> **WORK INSTRUCTIONS**
Copy out the material below word for word, but leave the pictures out.
## start EXTRACTED RECORDS
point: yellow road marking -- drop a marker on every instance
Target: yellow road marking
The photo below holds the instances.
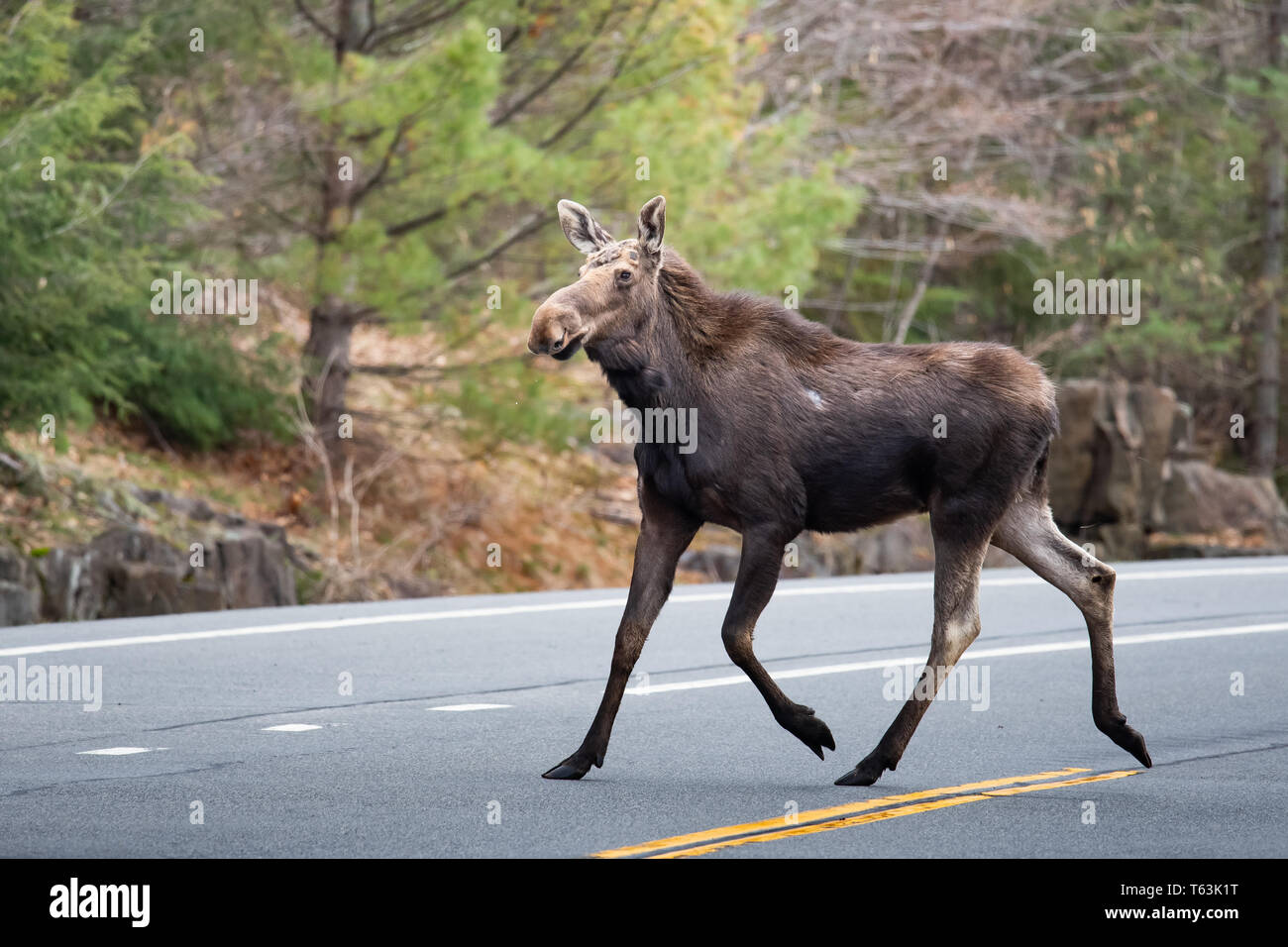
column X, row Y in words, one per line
column 831, row 812
column 889, row 813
## end EXTRACTED RECORDS
> **ANSWER TO THE TASK**
point: yellow road marking -- drop a marker on every instance
Target: yellow road marking
The photo below holds the instances.
column X, row Y in words, one per line
column 831, row 812
column 889, row 813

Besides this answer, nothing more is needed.